> _Required task A_: Name each failing that the passage on Native lands and residential schools gives as a cause of the aboriginal children's deaths.
> _Required task B_: Continue the passage on Native lands and residential schools from its final sentence onward.

> _Source passage_:
※

4. Native Lands Might Soon by Subsumed by Mining Companies
A new mining project may take advantage of oil-rich native lands in the First Nation reserve of Long Lake. As reported in The Huffington Post, residents could capitalize from recent investments to the area, which could generate as much as $50 million thanks to a mineral deposit. Of course, this isn’t the first time native lands have been sought after and exploited for resources. While fair agreements by mining companies could benefit the living conditions for Long Lake, which is plagued by high unemployment and a complete lack of business industry, it is not a certainty. Long Lake is working on negotiations that will best benefit the reserve, but only time will tell if aboriginals will truly benefit in the long run.
5. Lack of Knowledge Surrounding the History of Residential Schools
Earlier this month, the Truth and Reconciliation Commission released alarming information regarding residential schools, the last of which closed in 1996: upwards of 4,000 aboriginal children died due to lack of protection from school fires, safeguards against abusers and failures in enforcing health codes. This may just the beginning, too: figures are expected to rise as more federal records are analyzed.

※

> _Stored records_:
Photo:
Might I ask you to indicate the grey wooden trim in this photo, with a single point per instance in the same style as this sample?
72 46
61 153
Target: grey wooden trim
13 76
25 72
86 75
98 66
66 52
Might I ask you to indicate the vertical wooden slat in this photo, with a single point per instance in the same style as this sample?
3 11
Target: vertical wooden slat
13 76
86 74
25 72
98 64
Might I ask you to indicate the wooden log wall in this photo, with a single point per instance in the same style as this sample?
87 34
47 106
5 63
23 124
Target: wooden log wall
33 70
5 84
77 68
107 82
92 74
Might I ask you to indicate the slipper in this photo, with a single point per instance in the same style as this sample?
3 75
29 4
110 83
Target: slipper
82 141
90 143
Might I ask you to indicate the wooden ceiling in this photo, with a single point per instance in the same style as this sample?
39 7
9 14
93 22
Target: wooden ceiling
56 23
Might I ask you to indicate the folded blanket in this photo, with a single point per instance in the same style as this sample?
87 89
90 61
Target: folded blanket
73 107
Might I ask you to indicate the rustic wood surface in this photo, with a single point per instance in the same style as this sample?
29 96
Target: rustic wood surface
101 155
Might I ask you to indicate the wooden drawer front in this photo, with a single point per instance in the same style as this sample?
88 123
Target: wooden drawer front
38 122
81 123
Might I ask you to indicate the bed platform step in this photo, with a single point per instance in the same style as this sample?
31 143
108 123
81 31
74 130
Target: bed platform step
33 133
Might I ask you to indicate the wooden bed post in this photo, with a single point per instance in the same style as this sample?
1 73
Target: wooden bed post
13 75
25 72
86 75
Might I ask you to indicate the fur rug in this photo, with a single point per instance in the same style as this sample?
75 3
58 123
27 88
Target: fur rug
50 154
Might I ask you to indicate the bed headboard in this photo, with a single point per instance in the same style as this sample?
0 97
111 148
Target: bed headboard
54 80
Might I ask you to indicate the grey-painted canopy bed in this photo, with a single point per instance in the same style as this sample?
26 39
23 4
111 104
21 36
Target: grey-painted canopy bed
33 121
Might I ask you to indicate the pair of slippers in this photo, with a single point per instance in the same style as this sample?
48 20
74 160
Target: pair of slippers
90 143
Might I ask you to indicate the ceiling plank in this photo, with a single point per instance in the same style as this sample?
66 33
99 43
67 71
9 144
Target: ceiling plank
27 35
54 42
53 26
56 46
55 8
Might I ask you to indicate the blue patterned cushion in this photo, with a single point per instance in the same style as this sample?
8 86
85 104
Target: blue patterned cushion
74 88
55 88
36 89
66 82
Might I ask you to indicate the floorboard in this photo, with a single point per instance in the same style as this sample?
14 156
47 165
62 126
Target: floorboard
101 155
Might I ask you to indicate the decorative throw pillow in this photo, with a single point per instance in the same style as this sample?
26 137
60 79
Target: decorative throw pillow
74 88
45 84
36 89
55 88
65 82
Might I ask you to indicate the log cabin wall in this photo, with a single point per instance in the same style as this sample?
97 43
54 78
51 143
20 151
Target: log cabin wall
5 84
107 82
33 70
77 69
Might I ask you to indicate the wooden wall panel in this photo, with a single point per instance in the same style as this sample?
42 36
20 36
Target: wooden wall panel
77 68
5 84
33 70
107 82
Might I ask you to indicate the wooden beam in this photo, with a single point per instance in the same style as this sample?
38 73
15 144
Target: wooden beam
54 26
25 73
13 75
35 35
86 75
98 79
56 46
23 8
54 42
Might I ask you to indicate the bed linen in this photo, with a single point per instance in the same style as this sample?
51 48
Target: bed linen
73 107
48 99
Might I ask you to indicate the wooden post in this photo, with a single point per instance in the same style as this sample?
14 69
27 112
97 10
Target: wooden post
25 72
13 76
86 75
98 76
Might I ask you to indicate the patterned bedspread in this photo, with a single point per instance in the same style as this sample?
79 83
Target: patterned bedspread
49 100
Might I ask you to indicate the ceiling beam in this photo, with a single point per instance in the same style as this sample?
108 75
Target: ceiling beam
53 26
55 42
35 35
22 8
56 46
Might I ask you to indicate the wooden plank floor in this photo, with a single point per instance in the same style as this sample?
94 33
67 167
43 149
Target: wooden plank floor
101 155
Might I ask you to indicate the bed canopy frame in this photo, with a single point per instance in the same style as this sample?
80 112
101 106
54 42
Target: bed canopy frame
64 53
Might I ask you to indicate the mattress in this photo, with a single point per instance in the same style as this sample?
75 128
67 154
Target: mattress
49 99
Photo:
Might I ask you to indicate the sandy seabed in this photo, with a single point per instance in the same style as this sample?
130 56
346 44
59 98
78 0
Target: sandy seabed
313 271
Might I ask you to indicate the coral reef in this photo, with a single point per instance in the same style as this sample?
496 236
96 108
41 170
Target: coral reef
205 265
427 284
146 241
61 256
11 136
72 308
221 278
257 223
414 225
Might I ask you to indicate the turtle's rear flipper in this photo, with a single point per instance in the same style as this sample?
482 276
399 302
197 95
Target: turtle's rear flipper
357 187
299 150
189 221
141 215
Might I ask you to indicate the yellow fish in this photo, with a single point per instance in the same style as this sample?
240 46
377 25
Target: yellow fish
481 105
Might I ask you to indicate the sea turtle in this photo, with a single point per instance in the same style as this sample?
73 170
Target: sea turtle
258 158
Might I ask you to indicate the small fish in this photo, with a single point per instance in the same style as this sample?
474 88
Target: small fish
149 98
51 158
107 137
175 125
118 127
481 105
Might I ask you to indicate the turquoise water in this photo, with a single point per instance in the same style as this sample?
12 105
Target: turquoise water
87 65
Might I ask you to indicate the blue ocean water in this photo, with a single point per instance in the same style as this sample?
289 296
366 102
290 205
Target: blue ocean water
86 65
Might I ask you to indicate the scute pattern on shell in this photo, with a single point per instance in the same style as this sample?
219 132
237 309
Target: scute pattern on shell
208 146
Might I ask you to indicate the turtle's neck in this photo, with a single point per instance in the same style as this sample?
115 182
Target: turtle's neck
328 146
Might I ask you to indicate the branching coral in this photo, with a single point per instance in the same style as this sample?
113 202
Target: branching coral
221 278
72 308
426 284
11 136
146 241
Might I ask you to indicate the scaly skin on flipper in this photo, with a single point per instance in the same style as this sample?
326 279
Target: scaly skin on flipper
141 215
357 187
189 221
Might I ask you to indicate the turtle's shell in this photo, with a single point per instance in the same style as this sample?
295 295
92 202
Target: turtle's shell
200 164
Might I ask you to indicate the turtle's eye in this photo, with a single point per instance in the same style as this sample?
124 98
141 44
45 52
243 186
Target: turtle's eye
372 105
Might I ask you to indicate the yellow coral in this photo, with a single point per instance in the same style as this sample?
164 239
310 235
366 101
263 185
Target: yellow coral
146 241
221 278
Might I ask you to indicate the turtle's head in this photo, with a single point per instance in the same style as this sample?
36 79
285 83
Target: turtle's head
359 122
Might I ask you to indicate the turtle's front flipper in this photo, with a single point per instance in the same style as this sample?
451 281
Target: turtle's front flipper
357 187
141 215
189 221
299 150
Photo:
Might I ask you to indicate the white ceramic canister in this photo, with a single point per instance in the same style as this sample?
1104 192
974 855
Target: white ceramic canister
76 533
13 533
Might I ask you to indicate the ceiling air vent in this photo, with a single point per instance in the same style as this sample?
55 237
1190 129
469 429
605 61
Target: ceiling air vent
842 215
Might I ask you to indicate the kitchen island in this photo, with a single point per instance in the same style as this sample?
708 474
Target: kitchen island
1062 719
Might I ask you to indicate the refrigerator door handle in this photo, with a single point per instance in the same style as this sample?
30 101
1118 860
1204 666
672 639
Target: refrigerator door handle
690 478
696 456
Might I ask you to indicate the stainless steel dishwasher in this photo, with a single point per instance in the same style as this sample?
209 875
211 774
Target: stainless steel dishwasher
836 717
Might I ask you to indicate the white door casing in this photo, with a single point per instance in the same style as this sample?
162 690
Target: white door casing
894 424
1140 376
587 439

※

> _Exercise result A_:
- Lack of protection from school fires
- Lack of safeguards against abusers
- Failures in enforcing health codes

> _Exercise result B_:
How could this happen? For survivors of the residential school system, news of these figures come as no surprise. The system has cast a dark shadow on the First Nations community for decades. Abusive practices were put in place by the Canadian government and religious ministries administering these schools in order to erase aboriginal language and culture. Administrators wanted aboriginal children to adopt the “dominant” culture, and more than 150,000 children were forcibly removed from their homes by the time the last school closed.
Without a doubt, it is difficult to confront such a painful period of history. Even so, a majority of Canadians have never learned about the history of residential schools. While residential schools have been closed for nearly 20 years, the slow uncovering of these past abuses are important to consider if Canada is to provide Aboriginals with the support they need to recover and build a stronger future.
What accounts for these five recent issues in Aboriginal communities, and what can Canada do to better support them? Confronting these issues is the first step, but it is ultimately up to ministries, commissions and communities to work collectively to cultivate a sense of resolve.